▶ _PAGE EXTRACT_
*** Block opens ***
This month was all about The Witcher books. I will definitely go through all the books in the series because: 1) I love the characters; 2) I like the writing style and 3) It’s classic D&D with a twist.
Baptism of Fire (The Witcher, #3) by Andrzej Sapkowski, 378p: This book has that vibe of a good old Dungeons and Dragons adventure. It has the best group of characters travelling together: Milva (a hunter and bad-ass archer), Dandelion (the curious and talented bard), Regis (a weird druid), Zoltan Chivay and his group (a resourceful dwarf who is leading other dwarves and gnome) and Cahir from Nilfgaard (although he says he isn’t). It was exciting, it had some gore, violence, but also friendship and happy moments.
Blood of Elves (The Witcher, #1) by Andrzej Sapkowski: This the first full length novel of the Witcher series (the previous 2 books are basically a collection of short stories). The story follows the aftermath of the attack on the Kingdom of Cintra by the Nilfgaardian empire. Ciri starts her training as a Witcher but she starts to demonstrate weird powers so Geralt asks for the help of Triss Merigold. They decide that Ciri needs a normal education as well as some magic training, so Yennefer starts training her too. The story and the world building are extremely well done. I couldn’t put it down until the end and then I had to continue reading the next book…
Sword of Destiny (The Witcher, #2) by Andrzej Sapkowski: This one is a darker book where the characters are temporarily separated from each other, and some serious confrontation between the mages/sorceress take place. Everyone is looking for Ciri and she is on the run. And there are donuts in the Witcher’s world! Another read I couldn’t put down that lead me to Book 3 straight away.
Thinking, Fast and Slow by Daniel Kahneman: I finally read the book behind the System 1 / System 2 thinking idea. The research on this book was cited so many times in other books I read before this one so it was good to go to the source. Fascinating with lots of examples.
*** Block closes ***
▶ _INFORMATION_
*** Block opens ***
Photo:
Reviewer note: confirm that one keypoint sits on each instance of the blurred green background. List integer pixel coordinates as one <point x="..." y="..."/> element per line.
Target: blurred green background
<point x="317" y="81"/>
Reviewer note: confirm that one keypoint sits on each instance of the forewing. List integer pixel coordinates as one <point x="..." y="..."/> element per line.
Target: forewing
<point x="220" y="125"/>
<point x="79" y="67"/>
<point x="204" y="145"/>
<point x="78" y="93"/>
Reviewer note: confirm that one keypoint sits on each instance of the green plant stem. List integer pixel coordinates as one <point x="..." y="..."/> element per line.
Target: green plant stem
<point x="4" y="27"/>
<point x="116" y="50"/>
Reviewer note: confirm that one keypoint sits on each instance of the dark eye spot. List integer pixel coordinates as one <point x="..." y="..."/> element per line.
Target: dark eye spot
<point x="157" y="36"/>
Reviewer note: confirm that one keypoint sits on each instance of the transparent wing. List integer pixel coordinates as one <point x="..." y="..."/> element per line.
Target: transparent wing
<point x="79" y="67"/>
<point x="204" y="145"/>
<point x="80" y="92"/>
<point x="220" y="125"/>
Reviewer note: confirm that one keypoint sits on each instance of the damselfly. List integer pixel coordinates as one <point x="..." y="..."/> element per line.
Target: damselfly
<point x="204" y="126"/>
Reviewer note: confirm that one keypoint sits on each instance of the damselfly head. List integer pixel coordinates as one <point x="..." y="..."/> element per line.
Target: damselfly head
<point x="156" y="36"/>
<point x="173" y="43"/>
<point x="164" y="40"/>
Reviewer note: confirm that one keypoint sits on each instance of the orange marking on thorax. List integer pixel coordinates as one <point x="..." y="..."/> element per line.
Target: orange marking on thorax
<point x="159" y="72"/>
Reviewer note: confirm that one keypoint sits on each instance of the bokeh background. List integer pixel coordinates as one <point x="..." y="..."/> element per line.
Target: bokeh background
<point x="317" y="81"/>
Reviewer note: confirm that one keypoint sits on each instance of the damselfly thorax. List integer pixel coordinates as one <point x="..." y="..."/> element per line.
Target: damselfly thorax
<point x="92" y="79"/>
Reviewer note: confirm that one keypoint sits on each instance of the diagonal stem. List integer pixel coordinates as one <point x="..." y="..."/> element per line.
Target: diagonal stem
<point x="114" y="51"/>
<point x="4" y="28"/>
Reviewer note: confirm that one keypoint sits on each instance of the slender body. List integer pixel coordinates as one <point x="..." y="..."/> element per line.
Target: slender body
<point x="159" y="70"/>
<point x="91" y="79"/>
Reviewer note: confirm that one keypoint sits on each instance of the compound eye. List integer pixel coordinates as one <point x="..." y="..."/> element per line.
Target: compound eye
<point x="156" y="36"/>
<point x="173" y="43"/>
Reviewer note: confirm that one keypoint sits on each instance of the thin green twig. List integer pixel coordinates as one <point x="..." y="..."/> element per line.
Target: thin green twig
*** Block closes ***
▶ _TASK 1_
In the monthly reading post, translate this sentence into Spanish: "The story and the world building are extremely well done."
▶ _TASK 2_
Write out the part of the monthly reading post from "Thinking, Fast and" to "lots of examples." word for word.
▶ _TASK 3_
Continue the monthly reading post on The Witcher books, picking up after its final sentence.

▶ _EXERCISE ANSWER 1_
La historia y la construcción del mundo están extremadamente bien hechas.

▶ _EXERCISE ANSWER 2_
Thinking, Fast and Slow by Daniel Kahneman: I finally read the book behind the System 1 / System 2 thinking idea. The research on this book was cited so many times in other books I read before this one so it was good to go to the source. Fascinating with lots of examples.

▶ _EXERCISE ANSWER 3_
Hogfather (Discworld, #20; Death, #4) by Terry Pratchett: This was a fun read for the Holidays! Terry Pratchett is a genius about criticizing without being offensive or mean about anything. He just slaps the ridiculousness of things in our faces and laughs about it.
A very enjoyable read with a more focused plot. The action is basically in one place, surrounding a group of people and three ships orbiting everything.
A new planet with a breathable atmosphere: who doesn’t want to give it a try? And who owns it? Who can have the right to explore its resources? Who can research it? Who can give it a name? How to use its natural resources to feed everybody? How to build civilization from scratch in a an unknown territory, with unknown fauna and flora?
All these questions are intertwined in this story in a masterful way inspired by the old known power struggles of colonization and its dangers. But in space!
James Holden and the Rocinante crew are sent to try to solve escalating tensions between the original settlers of this new planet and RCE (Royal Charter Energy), a research company who claims the planet’s ownership. On top of the local tensions, bigger issues of an extraterrestrial nature begins to create an impossible life and death situation for everybody.
Naomi and Amos are badass as always, Alex is the best pilot in the universe and Elvi Okoye gives fascinating observations about microbiology.
“Apocalyptic explosions, dead reactors, terrorists, mass murder, death-slugs, and now a blindness plague. This is a terrible planet. We should not have come here.” ― James S.A. Corey, Cibola Burn
One of my favourite books in the series because it has the perfect balance between action, plot and character struggles.
Getting Things Done: The Art of Stress-free Productivity by David Allen: I first read this book in 2012 and it changed my life. GTD is a method that helps me organize myself and reflect on my goals, values and purpose. This the 4th time I read this book. Every time I feel like I lost perspective and/or overwhelm dominates me, I go back to this book to make sense of it all. And it helps!
Storm Front (The Dresden Files #1): A nice urban fantasy. It’s got magic and gory murder scenes with a sense of humour. I want to know more about the wizard Harry Dresden.